Car depuis ce matin du 16 mai 2025, où la présidence de la République d’Angola a publié les photos de son arrivée à Luanda en compagnie de son épouse Sylvia et de son fils Noureddin, les Gabonais oscillent entre sidération, colère et ironie amère. « Après le coup de libération du 30 août 2023, voici le coup de libération d’Ali Bongo », résume un internaute.

Une exfiltration sans procès

L’image est saisissante : celui que le Comité pour la transition et la restauration des institutions (CTRI) avait accusé de confiscation du pouvoir, de pillage d’État et d’atteinte aux fondements démocratiques du pays, a quitté Libreville sous bonne escorte, sans procès, sans explication, sans justification. Et surtout : sans communication officielle.

Pour Geoffroy Foumboula Libeka, député de la Transition, ce départ nocturne est une « honte pour les premiers jours de la Vème République » et une « rupture de confiance » entre le peuple et ses dirigeants. « Nous méritons des explications », a-t-il martelé, évoquant une « instrumentalisation de la justice ».

L’art du silence présidentiel

Le gouvernement reste muet. Ni communiqué, ni allocution. Laurence Ndong « porte-parole du Conseil des ministres », elle aussi, observe un silence absolu, laissant la présidence angolaise dévoiler ce que la République gabonaise n’a pas osé assumer.

Ce mutisme alimente les soupçons de deal diplomatique : la libération de la famille Bongo comme contrepartie tacite du retour du Gabon dans le giron de l’Union africaine. Un scénario que beaucoup de Gabonais refusent d’accepter, tant il donne à penser que la justice nationale peut être tordue au gré des équilibres géopolitiques.

Une République désarmante

Sur les réseaux sociaux, les réactions se multiplient : « Et les milliards détournés ? Et les morts de 2016 ? », s’interrogent les internautes. Pour beaucoup, ce départ sonne comme une gifle : « Les vrais prisonniers sont ceux qui croyaient à la justice. »

→ Travail à réaliser
Extrayez mot pour mot, dans l'article sur le départ d'Ali Bongo, le passage qui commence par les mots contenant « Pour Geoffroy Foumboula » et se termine par « pas osé assumer. ».

→ Extraits des données
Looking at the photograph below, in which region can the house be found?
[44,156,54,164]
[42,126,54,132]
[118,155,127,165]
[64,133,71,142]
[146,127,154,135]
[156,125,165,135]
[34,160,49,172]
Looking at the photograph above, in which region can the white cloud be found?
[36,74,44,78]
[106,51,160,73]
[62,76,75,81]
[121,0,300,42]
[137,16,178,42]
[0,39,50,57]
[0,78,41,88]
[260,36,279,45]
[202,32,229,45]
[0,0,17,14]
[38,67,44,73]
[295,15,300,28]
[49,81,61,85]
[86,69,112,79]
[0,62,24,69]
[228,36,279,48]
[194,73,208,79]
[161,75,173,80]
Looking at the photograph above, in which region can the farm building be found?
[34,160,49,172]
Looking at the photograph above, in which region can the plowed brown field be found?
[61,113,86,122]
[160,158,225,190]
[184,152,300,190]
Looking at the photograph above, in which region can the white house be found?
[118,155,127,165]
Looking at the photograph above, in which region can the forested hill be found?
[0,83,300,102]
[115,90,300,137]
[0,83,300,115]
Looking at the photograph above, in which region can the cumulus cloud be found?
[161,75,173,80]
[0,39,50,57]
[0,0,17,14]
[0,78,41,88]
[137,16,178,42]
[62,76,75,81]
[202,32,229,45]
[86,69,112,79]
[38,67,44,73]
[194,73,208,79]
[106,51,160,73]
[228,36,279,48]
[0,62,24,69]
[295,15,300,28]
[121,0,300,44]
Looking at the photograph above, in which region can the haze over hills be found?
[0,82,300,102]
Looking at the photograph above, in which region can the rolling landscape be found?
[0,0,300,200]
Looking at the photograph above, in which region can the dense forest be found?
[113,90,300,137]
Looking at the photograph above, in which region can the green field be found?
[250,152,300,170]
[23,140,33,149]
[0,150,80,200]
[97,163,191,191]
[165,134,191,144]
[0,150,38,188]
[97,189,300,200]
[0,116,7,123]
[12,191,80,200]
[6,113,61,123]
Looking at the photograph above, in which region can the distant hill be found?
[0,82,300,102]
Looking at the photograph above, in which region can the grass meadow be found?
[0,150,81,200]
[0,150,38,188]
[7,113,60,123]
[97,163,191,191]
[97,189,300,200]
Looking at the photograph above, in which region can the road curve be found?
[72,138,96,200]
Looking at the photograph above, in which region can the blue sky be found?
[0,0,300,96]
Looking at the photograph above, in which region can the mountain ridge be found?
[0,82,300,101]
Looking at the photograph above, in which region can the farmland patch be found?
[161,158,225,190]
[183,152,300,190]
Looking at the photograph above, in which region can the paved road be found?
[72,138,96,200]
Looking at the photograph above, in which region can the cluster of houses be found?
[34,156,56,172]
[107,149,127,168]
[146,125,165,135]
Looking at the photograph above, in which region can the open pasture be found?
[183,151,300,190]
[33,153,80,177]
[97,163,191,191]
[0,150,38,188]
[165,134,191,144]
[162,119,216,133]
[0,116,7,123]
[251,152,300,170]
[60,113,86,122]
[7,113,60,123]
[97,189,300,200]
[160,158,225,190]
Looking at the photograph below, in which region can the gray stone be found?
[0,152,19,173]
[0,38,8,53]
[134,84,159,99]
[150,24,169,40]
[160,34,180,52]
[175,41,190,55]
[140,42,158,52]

* * *

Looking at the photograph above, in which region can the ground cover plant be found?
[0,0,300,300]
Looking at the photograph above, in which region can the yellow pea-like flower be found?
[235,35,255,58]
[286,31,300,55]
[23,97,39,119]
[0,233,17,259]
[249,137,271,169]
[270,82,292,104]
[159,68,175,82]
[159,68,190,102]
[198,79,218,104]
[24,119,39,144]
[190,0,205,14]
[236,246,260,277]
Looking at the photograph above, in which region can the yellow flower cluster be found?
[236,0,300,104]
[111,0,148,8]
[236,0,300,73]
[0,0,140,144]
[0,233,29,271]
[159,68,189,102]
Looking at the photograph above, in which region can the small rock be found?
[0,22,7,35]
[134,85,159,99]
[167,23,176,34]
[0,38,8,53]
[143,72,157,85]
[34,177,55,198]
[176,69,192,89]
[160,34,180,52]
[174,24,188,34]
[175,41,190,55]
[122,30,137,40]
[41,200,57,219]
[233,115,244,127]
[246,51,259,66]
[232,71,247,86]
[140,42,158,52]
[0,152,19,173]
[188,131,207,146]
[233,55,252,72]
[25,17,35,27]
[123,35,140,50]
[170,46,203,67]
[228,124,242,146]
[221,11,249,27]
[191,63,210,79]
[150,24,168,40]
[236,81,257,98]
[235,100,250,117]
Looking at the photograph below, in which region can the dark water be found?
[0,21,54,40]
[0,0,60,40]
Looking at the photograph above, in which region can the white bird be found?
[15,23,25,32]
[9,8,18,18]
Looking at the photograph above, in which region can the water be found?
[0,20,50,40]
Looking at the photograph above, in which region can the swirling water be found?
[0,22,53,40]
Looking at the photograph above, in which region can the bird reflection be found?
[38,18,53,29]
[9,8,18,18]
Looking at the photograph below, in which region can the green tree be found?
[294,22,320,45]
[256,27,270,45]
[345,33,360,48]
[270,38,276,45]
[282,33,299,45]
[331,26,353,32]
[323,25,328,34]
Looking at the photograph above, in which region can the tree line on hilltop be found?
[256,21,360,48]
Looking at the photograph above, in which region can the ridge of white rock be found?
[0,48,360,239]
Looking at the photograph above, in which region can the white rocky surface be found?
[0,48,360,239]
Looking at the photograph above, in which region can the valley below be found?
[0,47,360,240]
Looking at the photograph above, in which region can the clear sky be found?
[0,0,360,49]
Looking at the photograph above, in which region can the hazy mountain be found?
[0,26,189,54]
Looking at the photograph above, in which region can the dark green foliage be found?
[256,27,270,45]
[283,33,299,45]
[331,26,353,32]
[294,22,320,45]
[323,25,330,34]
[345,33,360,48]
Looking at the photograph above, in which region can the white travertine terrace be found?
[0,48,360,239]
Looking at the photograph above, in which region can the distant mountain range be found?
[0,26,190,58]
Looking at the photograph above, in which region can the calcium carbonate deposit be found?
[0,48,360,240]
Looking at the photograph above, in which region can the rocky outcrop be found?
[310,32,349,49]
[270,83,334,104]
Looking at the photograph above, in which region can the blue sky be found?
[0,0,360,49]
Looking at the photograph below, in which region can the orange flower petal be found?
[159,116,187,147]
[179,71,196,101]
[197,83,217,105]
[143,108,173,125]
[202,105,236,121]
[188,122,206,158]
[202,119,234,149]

→ Réponse au problème
Pour Geoffroy Foumboula Libeka, député de la Transition, ce départ nocturne est une « honte pour les premiers jours de la Vème République » et une « rupture de confiance » entre le peuple et ses dirigeants. « Nous méritons des explications », a-t-il martelé, évoquant une « instrumentalisation de la justice ».

L’art du silence présidentiel

Le gouvernement reste muet. Ni communiqué, ni allocution. Laurence Ndong « porte-parole du Conseil des ministres », elle aussi, observe un silence absolu, laissant la présidence angolaise dévoiler ce que la République gabonaise n’a pas osé assumer.